Work to complete =
Copy out the lines below word for word, everything from the line containing "Return the outline of every instance of the van" down to the line containing "225 L 19 232", including both of those lines.

Rows =
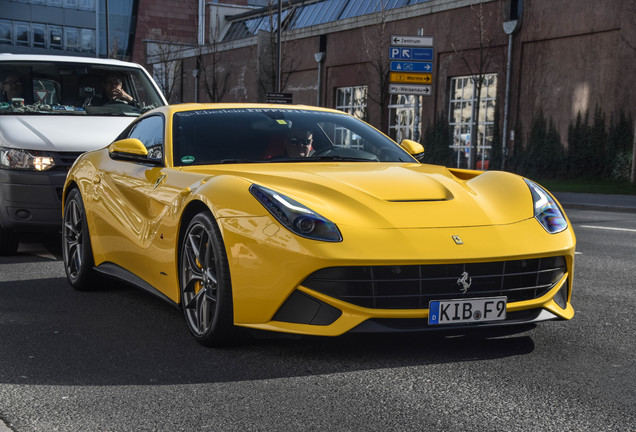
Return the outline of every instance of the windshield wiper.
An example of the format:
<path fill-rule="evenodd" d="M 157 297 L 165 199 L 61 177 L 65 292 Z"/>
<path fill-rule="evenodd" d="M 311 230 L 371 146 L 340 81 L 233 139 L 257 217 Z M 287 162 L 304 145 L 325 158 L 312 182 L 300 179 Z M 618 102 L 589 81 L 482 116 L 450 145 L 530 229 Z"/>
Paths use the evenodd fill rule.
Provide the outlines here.
<path fill-rule="evenodd" d="M 377 159 L 357 158 L 352 156 L 325 155 L 317 157 L 308 157 L 304 160 L 313 162 L 338 161 L 338 162 L 379 162 Z"/>
<path fill-rule="evenodd" d="M 251 159 L 222 159 L 220 161 L 214 161 L 213 163 L 217 164 L 233 164 L 233 163 L 254 163 Z"/>

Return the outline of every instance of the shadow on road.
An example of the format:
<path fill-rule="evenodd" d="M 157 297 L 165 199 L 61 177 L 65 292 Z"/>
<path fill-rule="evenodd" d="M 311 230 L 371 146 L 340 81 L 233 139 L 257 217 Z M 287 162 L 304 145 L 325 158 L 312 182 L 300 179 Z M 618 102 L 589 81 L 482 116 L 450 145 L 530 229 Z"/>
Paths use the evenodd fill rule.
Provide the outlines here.
<path fill-rule="evenodd" d="M 166 385 L 273 379 L 529 354 L 529 336 L 430 334 L 258 337 L 209 349 L 182 312 L 112 283 L 77 292 L 65 278 L 0 283 L 0 382 Z"/>

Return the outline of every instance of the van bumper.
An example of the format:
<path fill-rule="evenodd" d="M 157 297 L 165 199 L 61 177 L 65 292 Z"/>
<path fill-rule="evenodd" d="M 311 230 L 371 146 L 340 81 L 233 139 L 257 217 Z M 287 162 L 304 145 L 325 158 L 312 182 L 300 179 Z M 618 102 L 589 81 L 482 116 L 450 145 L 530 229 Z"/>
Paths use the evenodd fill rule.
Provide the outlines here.
<path fill-rule="evenodd" d="M 0 225 L 19 232 L 62 229 L 66 169 L 0 169 Z"/>

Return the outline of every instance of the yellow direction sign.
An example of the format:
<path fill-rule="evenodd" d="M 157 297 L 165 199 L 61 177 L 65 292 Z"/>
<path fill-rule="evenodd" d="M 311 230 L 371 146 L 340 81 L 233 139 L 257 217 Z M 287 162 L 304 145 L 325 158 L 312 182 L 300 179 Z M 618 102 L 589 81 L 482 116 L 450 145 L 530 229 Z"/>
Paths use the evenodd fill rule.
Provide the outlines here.
<path fill-rule="evenodd" d="M 433 74 L 406 74 L 391 72 L 389 74 L 389 81 L 408 84 L 430 84 L 433 81 Z"/>

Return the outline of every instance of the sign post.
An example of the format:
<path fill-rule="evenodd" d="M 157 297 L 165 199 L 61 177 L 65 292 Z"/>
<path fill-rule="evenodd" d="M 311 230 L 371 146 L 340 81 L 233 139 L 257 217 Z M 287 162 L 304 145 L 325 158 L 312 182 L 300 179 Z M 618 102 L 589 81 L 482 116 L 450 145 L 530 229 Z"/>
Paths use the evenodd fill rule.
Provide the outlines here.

Output of the task =
Return the outline of every instance of the van bumper.
An example of the format:
<path fill-rule="evenodd" d="M 157 297 L 165 199 L 61 177 L 65 292 Z"/>
<path fill-rule="evenodd" d="M 311 230 L 371 146 L 340 81 L 233 139 L 257 217 Z M 287 162 L 304 145 L 325 158 L 312 182 L 300 179 Z M 618 102 L 589 81 L 482 116 L 450 145 L 530 229 Z"/>
Paths use the evenodd fill rule.
Provide the outlines here.
<path fill-rule="evenodd" d="M 0 225 L 19 232 L 62 229 L 66 169 L 0 169 Z"/>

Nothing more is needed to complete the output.